* GIVEN EXERCISE *
Format the lines from the line with "Each instance of the metal" to the line with "Query: metal fence", both included, as a Markdown table with the columns Row and Line, numbering each line and omitting blank lines.

* RECORDED INFORMATION *
<<<<
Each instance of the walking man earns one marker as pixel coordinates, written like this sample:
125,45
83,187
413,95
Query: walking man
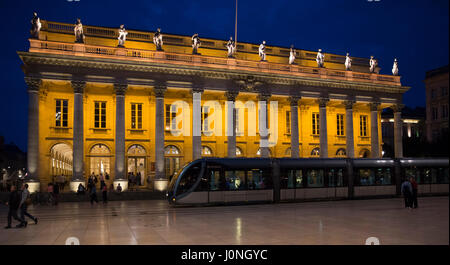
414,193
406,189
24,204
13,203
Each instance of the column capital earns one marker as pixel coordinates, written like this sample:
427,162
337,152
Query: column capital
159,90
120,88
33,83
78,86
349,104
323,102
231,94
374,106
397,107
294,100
>>>>
<<<<
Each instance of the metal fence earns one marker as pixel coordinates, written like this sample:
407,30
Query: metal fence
>>>>
<<<<
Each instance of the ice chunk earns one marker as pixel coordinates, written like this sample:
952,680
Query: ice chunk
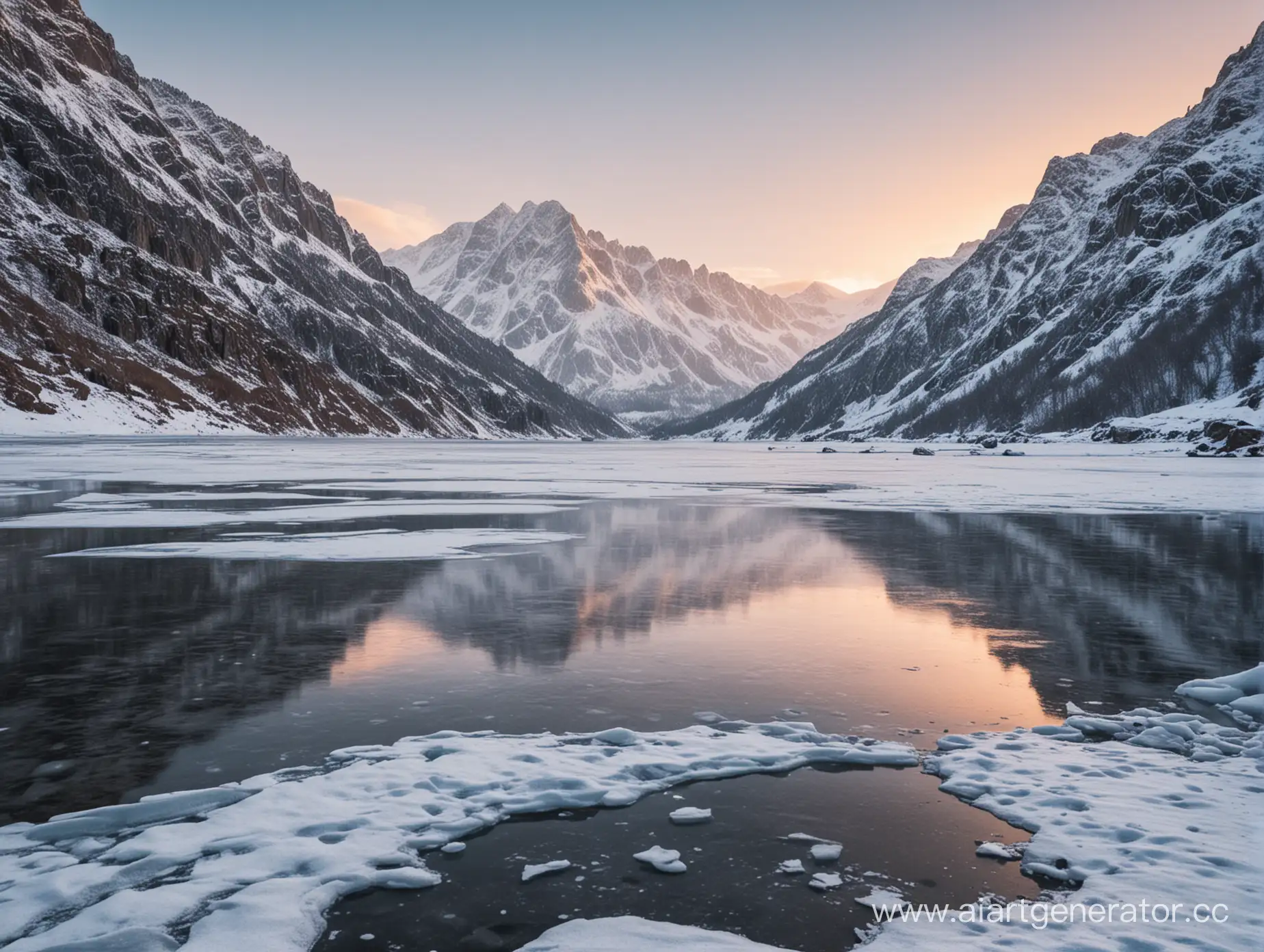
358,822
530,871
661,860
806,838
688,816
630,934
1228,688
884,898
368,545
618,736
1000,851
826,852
>>>>
* TASK RESPONSE *
| Row | Line |
|---|---|
| 1 | Each instance of the metal fence earns one marker as pixel coordinates, written like this sample: |
| 2 | 407,30 |
| 3 | Query: metal fence |